**** RECORD EXCERPTS

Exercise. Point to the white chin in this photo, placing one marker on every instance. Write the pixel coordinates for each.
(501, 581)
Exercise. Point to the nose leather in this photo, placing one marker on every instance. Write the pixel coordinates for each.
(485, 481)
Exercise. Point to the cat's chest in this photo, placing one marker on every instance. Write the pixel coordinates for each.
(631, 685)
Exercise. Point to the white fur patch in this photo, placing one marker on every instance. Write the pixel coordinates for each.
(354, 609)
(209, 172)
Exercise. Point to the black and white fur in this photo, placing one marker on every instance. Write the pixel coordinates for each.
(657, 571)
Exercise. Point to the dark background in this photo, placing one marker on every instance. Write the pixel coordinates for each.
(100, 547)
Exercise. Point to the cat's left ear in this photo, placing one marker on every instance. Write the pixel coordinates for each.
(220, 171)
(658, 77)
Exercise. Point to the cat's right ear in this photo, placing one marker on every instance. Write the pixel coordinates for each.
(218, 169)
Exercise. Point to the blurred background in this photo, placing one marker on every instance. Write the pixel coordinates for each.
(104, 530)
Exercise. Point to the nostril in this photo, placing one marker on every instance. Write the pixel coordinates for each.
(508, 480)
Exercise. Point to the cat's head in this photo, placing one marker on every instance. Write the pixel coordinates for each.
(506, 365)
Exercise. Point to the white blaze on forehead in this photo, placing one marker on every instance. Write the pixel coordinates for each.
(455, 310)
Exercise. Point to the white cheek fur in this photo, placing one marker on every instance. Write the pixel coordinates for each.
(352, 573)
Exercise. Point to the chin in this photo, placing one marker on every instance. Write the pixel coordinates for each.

********

_TRY IT_: The response should consist only of the lines from the one containing "Exercise. Point to the white cheek" to the end of the material above, both included.

_SOLUTION FOR THIS TASK_:
Exercise. Point to the white cheek fur in this photo, placing one marker on every instance. Write the pixel coordinates for each.
(352, 573)
Exercise. Point to the chin in this photo, placing one marker on every instance. Write the pixel coordinates for each.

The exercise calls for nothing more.